(Document text):
☆ ☆ ☆ ☆ ☆

Mohawk College is making efforts to improve relationships with Indigenous communities, but some are wondering if it is enough.

Mohawk College President Ron McKerlie said the school is committed to creating a safe and welcoming environment for Indigenous students and is also working to educate the entire faculty and student body about Indigenous history.

“We are making a commitment to include Indigenous knowledge, culture and history in a lot of different areas of the college experience, like the upcoming initiative with the music program [Musical Sharing: An Indigenous Artists and Mohawk College Student Cultural Engagement and Exchange Initiative],” he said. “This isn’t a bunch of white people doing this just to do it, this is working with Indigenous peoples and communities and really understanding what is important to them.”

The Indigenous Student Services Centre of Mohawk College.
In addition to the existing Indigenous Student Services Centre, Mohawk College is building a new Centre for Indigenous Knowledge, slated to open mid-to-late 2022. (Mohawk College)

☆ ☆ ☆ ☆ ☆

(Data listing):
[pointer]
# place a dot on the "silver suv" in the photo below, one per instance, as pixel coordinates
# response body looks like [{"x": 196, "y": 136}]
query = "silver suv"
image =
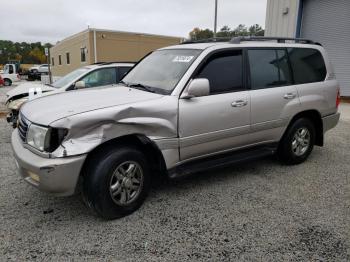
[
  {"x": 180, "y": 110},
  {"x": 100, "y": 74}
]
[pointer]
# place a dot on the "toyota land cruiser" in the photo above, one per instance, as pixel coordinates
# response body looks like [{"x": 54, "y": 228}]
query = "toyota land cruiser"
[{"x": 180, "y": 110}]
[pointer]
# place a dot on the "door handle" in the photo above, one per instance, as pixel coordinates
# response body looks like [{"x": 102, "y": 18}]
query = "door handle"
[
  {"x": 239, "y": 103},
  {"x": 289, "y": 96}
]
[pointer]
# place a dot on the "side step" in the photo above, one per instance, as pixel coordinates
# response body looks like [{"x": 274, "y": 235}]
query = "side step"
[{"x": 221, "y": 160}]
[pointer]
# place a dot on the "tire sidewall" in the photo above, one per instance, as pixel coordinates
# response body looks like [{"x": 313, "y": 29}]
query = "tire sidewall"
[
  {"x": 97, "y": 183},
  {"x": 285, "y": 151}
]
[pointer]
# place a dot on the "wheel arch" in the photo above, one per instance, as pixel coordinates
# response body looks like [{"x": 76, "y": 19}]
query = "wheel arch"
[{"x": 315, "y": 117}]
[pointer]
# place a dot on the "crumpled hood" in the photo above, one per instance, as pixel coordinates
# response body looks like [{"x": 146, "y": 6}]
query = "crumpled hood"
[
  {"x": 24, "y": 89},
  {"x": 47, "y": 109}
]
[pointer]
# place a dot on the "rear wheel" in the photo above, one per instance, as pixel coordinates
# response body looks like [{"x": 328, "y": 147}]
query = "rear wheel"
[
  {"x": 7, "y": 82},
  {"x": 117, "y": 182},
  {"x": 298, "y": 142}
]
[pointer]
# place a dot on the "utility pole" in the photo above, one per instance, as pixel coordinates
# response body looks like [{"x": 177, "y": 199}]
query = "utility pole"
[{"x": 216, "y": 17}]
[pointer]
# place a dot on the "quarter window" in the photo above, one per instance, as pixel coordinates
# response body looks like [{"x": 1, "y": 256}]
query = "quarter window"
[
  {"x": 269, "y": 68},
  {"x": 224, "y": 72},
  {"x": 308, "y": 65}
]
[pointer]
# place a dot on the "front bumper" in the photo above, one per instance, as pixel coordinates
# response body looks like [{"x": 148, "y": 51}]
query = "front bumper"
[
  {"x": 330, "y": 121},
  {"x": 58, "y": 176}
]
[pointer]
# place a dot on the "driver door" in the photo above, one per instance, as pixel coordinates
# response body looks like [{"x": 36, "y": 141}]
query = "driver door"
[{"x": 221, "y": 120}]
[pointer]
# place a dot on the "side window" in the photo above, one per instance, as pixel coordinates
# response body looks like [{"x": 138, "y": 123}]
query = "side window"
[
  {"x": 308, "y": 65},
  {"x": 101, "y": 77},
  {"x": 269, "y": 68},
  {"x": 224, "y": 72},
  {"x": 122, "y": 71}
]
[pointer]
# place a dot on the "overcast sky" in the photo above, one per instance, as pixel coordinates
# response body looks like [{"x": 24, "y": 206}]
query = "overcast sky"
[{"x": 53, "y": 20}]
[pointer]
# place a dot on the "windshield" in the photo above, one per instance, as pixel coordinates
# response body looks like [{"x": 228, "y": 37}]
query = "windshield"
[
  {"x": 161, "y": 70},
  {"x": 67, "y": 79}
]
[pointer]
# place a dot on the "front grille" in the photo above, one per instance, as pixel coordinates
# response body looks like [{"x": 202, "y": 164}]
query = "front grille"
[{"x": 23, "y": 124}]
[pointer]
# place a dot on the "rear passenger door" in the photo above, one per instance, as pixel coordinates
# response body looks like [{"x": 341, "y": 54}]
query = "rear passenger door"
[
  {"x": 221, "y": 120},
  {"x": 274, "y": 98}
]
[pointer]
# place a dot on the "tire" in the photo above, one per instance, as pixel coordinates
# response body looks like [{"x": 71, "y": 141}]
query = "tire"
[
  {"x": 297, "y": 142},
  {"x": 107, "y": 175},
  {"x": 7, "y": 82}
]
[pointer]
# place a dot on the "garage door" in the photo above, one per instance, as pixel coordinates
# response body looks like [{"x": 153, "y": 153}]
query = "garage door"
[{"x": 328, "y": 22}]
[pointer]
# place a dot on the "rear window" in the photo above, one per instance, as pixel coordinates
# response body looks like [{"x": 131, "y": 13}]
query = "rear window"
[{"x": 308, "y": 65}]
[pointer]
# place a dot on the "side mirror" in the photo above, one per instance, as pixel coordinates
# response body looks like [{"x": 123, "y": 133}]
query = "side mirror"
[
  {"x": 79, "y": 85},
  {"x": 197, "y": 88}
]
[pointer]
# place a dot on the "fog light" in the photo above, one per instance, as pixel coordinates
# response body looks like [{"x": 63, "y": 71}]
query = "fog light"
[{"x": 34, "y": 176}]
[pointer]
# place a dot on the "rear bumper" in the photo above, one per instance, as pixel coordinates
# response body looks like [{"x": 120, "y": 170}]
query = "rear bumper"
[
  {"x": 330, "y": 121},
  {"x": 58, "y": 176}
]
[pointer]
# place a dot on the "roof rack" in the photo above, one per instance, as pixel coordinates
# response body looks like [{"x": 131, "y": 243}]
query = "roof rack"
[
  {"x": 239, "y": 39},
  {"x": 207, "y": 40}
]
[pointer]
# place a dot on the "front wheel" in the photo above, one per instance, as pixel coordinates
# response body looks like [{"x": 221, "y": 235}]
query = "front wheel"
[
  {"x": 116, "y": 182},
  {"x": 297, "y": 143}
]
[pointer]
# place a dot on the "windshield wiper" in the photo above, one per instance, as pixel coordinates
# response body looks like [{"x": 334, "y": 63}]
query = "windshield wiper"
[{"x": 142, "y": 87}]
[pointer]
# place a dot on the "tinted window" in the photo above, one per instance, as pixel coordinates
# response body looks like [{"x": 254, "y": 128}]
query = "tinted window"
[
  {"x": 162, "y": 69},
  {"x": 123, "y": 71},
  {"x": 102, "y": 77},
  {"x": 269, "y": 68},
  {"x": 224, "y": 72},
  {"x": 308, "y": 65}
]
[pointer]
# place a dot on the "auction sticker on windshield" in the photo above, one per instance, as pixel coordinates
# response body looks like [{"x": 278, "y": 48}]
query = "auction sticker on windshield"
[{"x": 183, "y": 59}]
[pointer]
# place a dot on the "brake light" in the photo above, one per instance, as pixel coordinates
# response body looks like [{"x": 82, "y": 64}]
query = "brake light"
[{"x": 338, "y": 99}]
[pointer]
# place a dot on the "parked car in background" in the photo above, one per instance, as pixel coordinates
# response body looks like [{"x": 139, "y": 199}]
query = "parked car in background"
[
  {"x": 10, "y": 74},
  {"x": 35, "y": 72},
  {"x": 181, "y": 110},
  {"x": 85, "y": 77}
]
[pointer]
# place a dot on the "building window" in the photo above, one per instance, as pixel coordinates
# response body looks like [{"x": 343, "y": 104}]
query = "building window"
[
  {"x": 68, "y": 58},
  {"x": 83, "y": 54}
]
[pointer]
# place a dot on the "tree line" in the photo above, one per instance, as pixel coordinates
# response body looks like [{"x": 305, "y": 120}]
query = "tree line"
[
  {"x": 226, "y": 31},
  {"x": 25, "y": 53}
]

☆ ☆ ☆ ☆ ☆

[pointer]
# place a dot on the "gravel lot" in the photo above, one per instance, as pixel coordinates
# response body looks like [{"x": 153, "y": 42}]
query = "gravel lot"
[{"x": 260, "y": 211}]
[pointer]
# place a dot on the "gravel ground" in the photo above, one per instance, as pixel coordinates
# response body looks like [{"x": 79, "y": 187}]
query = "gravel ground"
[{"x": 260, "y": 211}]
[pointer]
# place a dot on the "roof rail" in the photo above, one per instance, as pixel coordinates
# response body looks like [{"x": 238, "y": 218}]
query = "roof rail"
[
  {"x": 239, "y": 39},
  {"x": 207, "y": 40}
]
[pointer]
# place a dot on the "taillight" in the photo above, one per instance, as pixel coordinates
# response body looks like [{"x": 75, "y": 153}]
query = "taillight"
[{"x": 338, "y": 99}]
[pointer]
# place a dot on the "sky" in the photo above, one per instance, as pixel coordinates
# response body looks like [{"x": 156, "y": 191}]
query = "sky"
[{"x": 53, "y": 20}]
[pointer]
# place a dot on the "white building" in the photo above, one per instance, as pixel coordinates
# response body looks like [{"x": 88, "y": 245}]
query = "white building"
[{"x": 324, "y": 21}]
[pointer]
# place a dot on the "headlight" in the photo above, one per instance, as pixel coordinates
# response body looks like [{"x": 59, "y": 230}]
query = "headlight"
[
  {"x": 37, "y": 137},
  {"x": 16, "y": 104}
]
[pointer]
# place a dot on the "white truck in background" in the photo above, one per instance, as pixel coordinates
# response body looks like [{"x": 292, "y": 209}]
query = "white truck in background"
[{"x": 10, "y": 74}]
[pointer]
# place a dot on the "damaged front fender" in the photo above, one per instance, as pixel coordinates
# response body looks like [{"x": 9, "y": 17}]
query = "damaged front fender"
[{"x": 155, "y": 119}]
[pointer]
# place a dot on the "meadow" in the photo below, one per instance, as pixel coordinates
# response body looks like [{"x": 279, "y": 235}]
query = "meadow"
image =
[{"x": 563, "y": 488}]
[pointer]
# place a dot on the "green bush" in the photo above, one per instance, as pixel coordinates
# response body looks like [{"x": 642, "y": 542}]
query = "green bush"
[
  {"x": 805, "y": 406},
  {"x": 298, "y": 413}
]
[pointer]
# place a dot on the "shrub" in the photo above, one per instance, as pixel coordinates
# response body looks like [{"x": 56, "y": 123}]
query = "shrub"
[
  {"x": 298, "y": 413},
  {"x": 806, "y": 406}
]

☆ ☆ ☆ ☆ ☆

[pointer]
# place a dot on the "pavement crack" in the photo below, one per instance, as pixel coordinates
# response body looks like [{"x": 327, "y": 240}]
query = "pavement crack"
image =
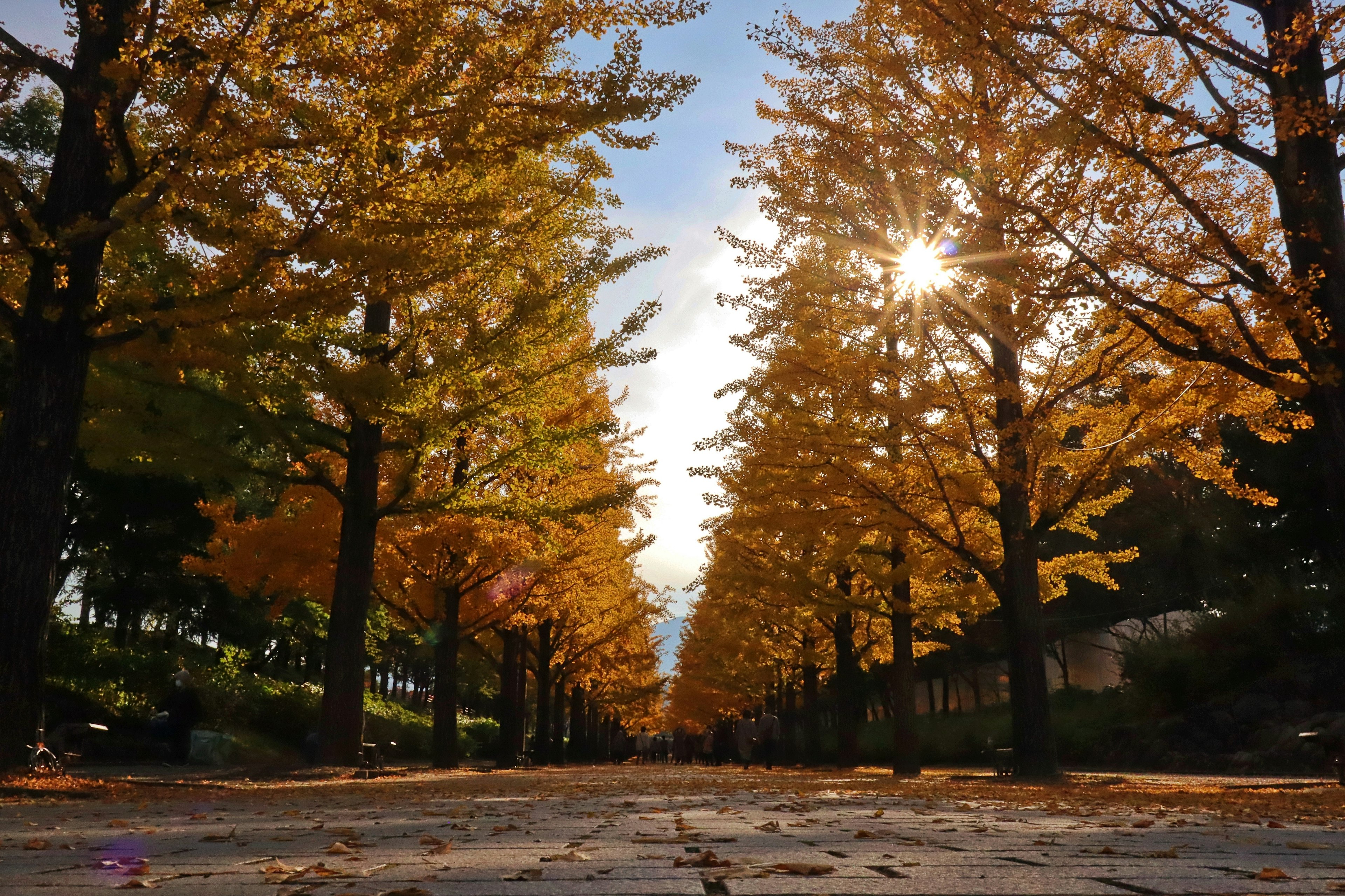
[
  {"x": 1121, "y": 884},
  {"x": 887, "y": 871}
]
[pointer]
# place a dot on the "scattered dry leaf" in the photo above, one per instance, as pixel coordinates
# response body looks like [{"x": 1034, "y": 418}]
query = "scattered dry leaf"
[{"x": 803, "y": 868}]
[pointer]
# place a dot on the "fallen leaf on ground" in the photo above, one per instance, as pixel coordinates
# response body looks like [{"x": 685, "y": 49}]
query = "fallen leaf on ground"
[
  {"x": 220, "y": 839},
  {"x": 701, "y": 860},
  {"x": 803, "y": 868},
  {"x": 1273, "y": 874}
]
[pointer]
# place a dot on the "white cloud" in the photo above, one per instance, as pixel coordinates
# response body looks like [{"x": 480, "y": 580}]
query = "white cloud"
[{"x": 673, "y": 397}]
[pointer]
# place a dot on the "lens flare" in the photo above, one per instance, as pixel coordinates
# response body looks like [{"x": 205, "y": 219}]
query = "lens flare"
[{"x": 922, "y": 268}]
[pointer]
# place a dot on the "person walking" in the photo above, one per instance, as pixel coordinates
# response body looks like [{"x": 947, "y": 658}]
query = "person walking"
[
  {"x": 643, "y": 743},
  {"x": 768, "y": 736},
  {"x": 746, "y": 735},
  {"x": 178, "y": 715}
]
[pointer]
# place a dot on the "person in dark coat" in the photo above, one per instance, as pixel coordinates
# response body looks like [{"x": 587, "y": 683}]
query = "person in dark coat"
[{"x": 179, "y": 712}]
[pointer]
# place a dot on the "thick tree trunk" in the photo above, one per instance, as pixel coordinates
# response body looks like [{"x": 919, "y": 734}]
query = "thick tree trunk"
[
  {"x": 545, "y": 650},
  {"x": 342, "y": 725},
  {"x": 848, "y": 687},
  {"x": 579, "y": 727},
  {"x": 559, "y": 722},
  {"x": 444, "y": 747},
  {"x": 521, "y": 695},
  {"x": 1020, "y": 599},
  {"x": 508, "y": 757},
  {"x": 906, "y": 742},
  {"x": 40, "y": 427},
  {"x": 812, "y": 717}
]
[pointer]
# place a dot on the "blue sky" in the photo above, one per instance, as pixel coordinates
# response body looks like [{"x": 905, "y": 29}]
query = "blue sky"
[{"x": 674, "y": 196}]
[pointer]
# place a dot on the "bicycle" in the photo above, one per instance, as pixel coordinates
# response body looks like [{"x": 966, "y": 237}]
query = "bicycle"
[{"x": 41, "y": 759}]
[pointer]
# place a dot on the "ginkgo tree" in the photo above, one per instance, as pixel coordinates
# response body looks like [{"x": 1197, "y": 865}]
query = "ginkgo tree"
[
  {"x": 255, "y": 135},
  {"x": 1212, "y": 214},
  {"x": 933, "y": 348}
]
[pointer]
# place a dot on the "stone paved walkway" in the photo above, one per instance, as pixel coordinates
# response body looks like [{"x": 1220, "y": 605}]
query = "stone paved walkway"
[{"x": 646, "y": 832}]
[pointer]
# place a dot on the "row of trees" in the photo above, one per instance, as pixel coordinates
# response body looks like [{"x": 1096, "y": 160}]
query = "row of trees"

☆ ☆ ☆ ☆ ☆

(Directives):
a - Quote the Mohawk College article between "In addition to" and "2022. (Mohawk College)", inclusive.
b - Answer these questions from the Mohawk College article:
(i) Who is the president of Mohawk College?
(ii) What new facility is the college building?
(iii) When is that facility slated to open?
c - Continue the Mohawk College article past its final sentence.

(Responses):
a -
In addition to the existing Indigenous Student Services Centre, Mohawk College is building a new Centre for Indigenous Knowledge, slated to open mid-to-late 2022. (Mohawk College)

b -
(i) Ron McKerlie
(ii) A Centre for Indigenous Knowledge
(iii) Mid-to-late 2022

c -
Mohawk College is situated on the traditional territory of the Haudenosaunee and Anishnaabeg nations and is the largest post-secondary educator of Six Nations students.  The college sees more Six Nations students than the next two universities and colleges combined. To create a safe and welcoming environment, the college is creating a Centre for Indigenous Knowledge that McKerlie said is scheduled to open within the next year.

“We have hired a number of Indigenous leaders and knowledge helpers to help build this new centre and to teach at the college,” he said. “We also have Rick Hill, who is an elder and a full-time faculty member. He is available as a resource for students, in addition to a number of other spaces, events and groups that are on campus for students to access.”

“It’s not perfect, but we are trying to make a meaningful effort to our Indigenous students, to support them in ways that is meaningful to them,” McKerlie added.

While the college is making efforts, some faculty members feel like it isn’t enough.

Johanne McCarthy is a teaching and learning consultant for Indigenous education and a member of the Six Nations of the Grand River. McCarthy said she was concerned by how institutions measure their efforts.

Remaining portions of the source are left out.